▶ [Challenge]: In the material, take the lines between the one containing "Do you see the green" and the one containing "760,85 -> 1344,376", inclusive, and switch "Output" to "Result" in them. Give back only those lines, with nothing else changed.

Source data:
________________

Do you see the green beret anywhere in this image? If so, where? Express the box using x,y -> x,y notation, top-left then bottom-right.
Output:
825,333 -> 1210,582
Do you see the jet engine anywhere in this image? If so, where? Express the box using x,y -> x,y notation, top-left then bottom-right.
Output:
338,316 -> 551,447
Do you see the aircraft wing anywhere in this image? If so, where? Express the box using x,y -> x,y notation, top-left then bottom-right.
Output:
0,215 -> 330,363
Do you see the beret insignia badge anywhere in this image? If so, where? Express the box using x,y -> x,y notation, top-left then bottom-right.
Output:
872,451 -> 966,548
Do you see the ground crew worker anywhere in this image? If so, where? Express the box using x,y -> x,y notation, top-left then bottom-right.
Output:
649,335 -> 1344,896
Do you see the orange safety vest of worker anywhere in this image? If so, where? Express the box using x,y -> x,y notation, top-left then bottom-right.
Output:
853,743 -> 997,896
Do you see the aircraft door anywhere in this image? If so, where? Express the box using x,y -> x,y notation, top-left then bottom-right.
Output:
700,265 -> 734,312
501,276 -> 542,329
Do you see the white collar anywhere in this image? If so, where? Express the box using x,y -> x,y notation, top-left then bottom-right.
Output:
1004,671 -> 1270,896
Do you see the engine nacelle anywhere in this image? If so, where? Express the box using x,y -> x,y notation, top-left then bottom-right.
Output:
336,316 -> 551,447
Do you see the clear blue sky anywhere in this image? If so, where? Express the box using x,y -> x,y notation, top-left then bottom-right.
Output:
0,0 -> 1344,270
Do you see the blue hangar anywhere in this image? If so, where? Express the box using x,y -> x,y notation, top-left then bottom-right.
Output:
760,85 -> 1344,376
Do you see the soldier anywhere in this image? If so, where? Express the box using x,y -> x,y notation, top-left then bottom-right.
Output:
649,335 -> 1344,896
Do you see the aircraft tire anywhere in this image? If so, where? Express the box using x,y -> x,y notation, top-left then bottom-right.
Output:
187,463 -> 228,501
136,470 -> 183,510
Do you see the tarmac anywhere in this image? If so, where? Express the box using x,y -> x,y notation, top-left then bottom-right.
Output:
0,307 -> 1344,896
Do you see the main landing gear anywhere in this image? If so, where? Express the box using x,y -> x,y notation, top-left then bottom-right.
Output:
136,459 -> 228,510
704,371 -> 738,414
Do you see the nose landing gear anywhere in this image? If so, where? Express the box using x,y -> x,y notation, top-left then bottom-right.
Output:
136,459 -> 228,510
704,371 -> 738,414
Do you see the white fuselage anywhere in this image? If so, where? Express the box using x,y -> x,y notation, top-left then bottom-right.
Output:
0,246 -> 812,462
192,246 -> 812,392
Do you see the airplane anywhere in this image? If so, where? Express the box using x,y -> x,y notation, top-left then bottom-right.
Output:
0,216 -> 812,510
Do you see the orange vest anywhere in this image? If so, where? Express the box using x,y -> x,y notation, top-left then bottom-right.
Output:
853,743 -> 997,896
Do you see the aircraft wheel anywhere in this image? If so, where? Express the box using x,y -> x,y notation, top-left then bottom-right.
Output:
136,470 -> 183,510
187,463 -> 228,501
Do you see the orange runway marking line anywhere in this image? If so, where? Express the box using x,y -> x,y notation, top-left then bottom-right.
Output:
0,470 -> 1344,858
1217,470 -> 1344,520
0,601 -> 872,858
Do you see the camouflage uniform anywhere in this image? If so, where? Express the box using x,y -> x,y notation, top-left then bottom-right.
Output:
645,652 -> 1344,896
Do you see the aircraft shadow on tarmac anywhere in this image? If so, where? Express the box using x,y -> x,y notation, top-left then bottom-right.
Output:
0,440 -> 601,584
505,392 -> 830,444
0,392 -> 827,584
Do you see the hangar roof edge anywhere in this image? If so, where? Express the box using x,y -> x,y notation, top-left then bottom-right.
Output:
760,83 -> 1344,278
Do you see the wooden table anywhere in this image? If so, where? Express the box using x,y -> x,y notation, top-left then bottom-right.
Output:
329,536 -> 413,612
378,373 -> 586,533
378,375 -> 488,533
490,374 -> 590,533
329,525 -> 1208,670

________________

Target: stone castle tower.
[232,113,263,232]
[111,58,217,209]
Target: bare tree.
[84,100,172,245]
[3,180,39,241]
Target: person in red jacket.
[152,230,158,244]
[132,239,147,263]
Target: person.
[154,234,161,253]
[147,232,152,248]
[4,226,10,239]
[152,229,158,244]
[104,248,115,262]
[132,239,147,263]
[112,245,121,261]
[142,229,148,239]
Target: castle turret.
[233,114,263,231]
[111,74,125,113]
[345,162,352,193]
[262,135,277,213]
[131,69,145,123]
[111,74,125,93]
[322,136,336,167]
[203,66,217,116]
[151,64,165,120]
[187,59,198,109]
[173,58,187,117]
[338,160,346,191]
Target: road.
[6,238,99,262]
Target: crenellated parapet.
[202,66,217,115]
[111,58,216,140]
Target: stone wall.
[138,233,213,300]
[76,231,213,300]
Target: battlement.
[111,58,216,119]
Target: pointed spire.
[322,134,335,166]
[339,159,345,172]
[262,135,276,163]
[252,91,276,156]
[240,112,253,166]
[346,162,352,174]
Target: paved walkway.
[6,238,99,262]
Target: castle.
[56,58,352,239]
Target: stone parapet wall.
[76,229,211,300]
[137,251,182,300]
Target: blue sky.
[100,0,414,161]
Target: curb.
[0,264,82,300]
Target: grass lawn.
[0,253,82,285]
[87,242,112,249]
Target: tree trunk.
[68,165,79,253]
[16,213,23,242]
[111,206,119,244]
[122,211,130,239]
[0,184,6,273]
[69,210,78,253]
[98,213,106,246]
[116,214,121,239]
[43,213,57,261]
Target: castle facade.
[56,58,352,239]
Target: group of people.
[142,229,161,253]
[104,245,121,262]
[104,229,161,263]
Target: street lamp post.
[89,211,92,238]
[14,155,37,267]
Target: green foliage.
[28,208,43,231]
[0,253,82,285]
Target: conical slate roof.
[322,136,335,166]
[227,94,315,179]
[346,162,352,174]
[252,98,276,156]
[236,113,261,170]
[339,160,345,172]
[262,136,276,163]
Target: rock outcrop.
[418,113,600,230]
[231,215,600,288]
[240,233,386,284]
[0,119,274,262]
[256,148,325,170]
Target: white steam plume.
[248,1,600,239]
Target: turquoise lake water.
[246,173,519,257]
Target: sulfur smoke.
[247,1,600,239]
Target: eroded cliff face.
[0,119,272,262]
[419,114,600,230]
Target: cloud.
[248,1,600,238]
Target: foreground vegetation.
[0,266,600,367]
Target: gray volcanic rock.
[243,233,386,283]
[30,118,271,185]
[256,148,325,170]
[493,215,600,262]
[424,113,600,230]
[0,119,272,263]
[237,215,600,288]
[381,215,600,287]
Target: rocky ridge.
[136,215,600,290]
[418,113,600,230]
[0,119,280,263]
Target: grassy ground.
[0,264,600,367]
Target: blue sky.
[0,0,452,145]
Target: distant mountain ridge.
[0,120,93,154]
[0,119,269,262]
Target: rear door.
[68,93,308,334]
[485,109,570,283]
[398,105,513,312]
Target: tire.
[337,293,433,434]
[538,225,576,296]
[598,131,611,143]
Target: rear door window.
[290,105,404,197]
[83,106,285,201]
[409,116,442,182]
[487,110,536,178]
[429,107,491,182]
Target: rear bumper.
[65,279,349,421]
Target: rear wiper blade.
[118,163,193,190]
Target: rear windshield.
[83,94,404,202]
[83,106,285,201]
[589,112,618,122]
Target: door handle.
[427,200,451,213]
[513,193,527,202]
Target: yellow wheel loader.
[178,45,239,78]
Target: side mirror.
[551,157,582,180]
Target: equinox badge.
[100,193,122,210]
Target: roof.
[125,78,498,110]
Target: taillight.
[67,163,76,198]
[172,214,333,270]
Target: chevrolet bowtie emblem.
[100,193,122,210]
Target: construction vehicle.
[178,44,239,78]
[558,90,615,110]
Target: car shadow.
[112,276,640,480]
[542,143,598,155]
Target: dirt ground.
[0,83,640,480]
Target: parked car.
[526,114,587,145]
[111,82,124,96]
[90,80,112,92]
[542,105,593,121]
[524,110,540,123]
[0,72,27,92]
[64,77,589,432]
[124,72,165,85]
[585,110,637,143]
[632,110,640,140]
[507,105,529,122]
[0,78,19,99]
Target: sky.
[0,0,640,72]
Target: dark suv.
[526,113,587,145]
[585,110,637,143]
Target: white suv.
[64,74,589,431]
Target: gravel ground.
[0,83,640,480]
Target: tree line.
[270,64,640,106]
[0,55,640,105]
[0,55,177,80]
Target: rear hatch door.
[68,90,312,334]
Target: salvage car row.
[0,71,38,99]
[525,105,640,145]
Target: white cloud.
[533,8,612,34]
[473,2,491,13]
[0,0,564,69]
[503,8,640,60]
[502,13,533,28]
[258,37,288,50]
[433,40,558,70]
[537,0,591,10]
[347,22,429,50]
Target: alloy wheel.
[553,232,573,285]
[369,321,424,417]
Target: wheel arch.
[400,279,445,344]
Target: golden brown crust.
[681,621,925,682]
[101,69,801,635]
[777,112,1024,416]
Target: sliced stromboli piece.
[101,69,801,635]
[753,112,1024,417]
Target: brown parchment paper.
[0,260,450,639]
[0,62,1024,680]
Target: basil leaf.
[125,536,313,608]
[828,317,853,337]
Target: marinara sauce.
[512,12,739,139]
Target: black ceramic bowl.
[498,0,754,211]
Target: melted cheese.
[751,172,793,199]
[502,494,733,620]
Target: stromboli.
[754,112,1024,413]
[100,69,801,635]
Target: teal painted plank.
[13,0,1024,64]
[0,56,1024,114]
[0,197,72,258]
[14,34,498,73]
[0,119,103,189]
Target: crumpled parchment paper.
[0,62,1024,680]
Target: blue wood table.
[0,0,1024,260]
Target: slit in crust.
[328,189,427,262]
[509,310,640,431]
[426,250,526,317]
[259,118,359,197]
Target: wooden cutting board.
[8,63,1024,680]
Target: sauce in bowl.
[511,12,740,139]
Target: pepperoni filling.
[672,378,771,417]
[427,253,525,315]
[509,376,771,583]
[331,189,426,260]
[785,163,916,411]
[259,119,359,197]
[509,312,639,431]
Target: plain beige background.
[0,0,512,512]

________________

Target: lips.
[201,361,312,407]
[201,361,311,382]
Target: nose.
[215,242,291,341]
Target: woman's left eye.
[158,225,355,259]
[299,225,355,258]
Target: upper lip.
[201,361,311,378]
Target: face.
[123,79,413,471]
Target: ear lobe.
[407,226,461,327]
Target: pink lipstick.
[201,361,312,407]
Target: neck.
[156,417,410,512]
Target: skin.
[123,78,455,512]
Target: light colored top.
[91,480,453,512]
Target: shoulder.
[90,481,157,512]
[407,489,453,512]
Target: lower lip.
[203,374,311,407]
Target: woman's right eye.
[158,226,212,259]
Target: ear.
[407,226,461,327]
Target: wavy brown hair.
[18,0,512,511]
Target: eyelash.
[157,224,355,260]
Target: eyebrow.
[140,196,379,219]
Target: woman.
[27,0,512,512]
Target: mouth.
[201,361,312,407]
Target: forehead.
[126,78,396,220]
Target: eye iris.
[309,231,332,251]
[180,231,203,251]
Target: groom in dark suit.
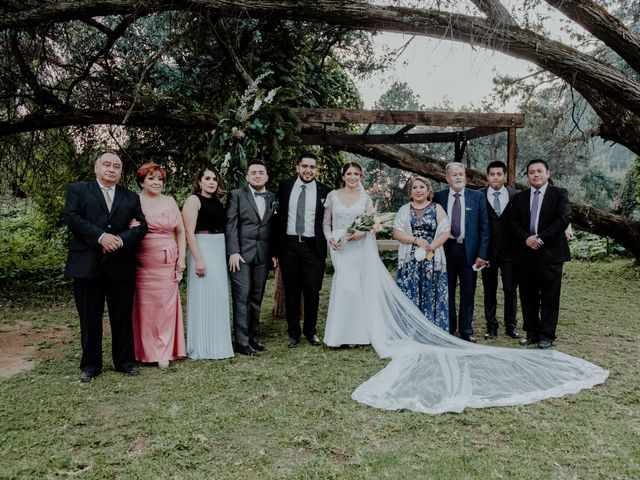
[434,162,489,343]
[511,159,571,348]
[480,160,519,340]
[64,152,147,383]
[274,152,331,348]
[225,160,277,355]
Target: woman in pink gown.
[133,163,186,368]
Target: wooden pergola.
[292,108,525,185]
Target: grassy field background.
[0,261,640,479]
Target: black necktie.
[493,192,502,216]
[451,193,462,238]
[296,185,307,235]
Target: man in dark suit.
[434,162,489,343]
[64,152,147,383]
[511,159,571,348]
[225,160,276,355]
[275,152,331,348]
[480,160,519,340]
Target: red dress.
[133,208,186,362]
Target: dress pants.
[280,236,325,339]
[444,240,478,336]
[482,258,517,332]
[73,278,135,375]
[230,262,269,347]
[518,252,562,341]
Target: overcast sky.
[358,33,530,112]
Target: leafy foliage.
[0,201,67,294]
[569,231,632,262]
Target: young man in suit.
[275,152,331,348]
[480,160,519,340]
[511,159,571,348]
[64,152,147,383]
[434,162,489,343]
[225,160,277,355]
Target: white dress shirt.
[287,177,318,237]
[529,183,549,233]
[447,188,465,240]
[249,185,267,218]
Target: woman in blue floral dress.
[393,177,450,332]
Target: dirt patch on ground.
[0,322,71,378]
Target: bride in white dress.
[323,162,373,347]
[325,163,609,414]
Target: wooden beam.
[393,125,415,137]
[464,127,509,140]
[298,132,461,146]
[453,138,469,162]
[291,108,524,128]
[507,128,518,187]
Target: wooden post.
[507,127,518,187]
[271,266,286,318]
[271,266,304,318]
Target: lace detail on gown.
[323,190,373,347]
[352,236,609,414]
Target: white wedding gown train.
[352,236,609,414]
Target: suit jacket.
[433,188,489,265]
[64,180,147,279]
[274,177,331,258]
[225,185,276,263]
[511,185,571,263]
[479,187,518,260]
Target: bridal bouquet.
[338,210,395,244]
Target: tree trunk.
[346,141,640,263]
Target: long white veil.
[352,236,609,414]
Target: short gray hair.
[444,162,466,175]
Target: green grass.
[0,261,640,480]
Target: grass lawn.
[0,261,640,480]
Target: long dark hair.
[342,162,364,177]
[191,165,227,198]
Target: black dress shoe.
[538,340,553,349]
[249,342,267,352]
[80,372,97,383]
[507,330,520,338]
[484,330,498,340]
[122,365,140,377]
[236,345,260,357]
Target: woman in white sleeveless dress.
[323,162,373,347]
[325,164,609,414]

________________

▶ [Task response]:
Do you see the green beret anywhere in this image? If so, where? Express the box using x,y -> x,y notation, top-left then bottom-right.
Result:
825,333 -> 1210,582
Do you see the jet engine anywhere in this image? If so, where? Express the box using x,y -> x,y notation, top-left then bottom-right.
Result:
338,316 -> 551,447
Do you see the aircraft wing anywhere in this image? If so, where? Express the box using x,y -> x,y notation, top-left then bottom-right.
Result:
0,215 -> 330,363
Do you see the beret insignia badge anywhere in this image? If so, where? Express the box using x,y -> x,y notation, top-left then bottom-right.
Result:
872,451 -> 966,548
Do you see the ground crew worker anywhere in this image? If so, where? Express the box using x,y -> x,y notation, top-left then bottom-right.
Result:
649,335 -> 1344,896
Do you see the orange safety vest of worker anywhere in this image? If so, where? Express the box using x,y -> x,y notation, top-left then bottom-right.
Result:
853,743 -> 997,896
Do you see the aircraft door anywhere in this image? If so, where? Express the box using x,y -> x,y notation, top-left then bottom-right.
Result:
700,265 -> 734,312
501,276 -> 542,329
Do you see the white collar anywhere in this image? If so, where? Express the box using x,y -> x,y notation, top-left then bottom-right.
Result:
1004,671 -> 1270,896
Do you see the engine nacelle anywhere in this image? If so, where? Express the box using x,y -> x,y notation, top-left then bottom-right.
Result:
336,316 -> 551,447
Do you see the clear blue sky anywhere in this image? If so, where? Express the box using x,y -> x,y notation, top-left then bottom-right.
Result:
0,0 -> 1344,270
Do you see the blue hangar anywhere in this image? If so, where? Express the box using x,y -> x,y notation, top-left then bottom-right.
Result:
760,85 -> 1344,376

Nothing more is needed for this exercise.